[Coordinate annotation data]
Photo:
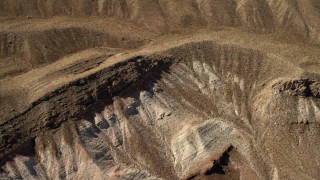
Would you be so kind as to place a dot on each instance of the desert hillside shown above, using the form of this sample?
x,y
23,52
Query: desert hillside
x,y
159,89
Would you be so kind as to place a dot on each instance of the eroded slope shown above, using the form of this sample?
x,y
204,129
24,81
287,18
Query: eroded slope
x,y
201,109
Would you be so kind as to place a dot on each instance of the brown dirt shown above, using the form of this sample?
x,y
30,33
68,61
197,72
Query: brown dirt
x,y
111,89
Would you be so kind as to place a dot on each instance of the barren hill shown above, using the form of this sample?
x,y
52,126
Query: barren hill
x,y
159,89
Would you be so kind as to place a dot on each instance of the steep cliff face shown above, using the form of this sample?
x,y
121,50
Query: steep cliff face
x,y
211,109
137,89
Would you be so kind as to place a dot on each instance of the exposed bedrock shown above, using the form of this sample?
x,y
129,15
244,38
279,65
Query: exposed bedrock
x,y
298,17
210,108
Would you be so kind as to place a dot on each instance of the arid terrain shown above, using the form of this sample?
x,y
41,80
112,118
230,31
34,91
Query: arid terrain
x,y
160,89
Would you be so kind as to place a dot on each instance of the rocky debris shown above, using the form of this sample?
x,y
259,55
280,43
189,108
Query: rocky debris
x,y
301,87
76,99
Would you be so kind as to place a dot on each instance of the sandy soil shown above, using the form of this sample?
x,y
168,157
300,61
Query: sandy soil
x,y
136,89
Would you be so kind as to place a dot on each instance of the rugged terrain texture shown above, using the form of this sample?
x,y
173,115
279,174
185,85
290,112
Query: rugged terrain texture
x,y
159,89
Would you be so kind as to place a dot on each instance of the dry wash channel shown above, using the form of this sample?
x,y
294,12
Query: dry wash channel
x,y
199,110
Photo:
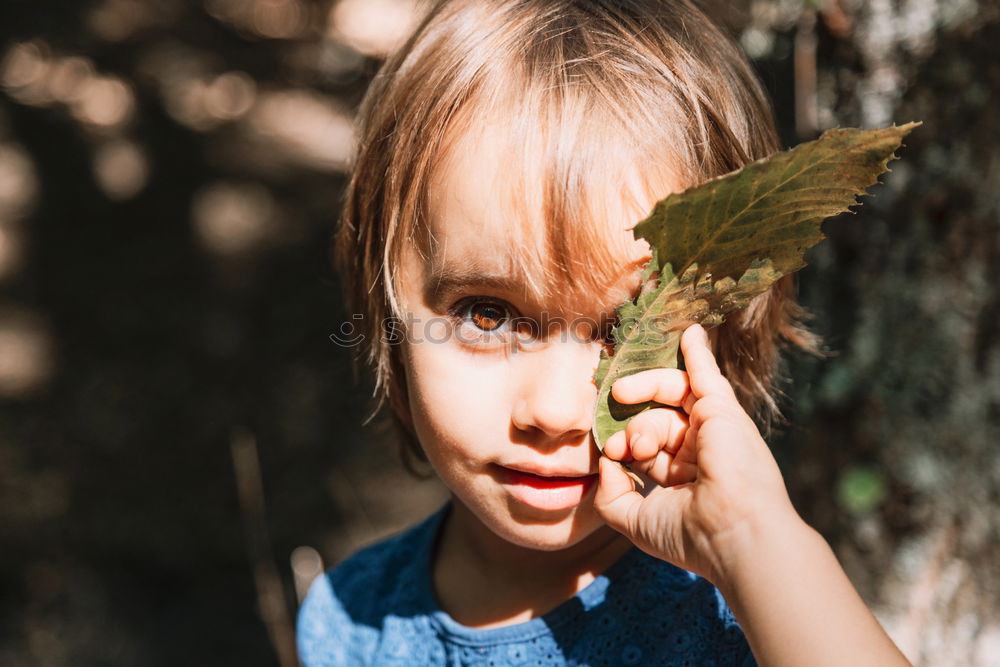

- GOAL: Reproduce all of the data above word for word, leaving out the pictures.

- THE RESPONSE:
Photo:
Would you be so kind as to place a dot on each instance of the desert hillside shown above, using the form of this sample?
x,y
23,52
Query: desert hillside
x,y
159,89
Would you be so kind as to place a dot on each instance of the eroded slope shown above, using the form of this sample?
x,y
204,129
24,81
287,18
Query: eroded slope
x,y
201,109
Would you be so kind as to place a dot on each instance of the brown dirt shown above, using the form of this sample?
x,y
30,33
68,61
197,72
Query: brown dirt
x,y
111,89
Would you be so kind as to place a dot on each instance of the barren hill shown above, using the form of this sample?
x,y
52,126
Query: barren hill
x,y
159,89
Would you be so kind as to place a dot on each instance of the steep cliff face shown above, using the form of this sample?
x,y
121,50
Query: steep cliff face
x,y
211,109
137,89
Would you be so kind as to place a dot on each instance of the exposed bedrock shown above, using the form of this sample?
x,y
129,15
244,38
279,65
Query: exposed bedrock
x,y
298,17
210,108
Would you be so kind as to place a dot on each instance of the arid terrain shown above, using the form of this sample?
x,y
41,80
112,118
230,31
34,91
Query: arid terrain
x,y
160,89
Would you be so kind as to place a dot on each instance of the rocky debris shown above, using the form of this sample?
x,y
259,55
280,43
189,108
Query: rocky debris
x,y
301,87
76,99
Would you be so kind as to place a dot on each instance of the sandy soil shown above, using the form of this sample?
x,y
168,157
300,61
Query: sandy soil
x,y
136,89
Would you be so kind as to place a dot on each instance of the rugged terrain texture shown above, using the form of this sample?
x,y
173,115
279,174
185,85
290,112
Query: rugged terrain texture
x,y
159,89
Would you be so kind as to place a dot on each instance of the dry wash channel shown above, using the form of this sample?
x,y
294,12
Query: dry wash channel
x,y
199,110
Photo:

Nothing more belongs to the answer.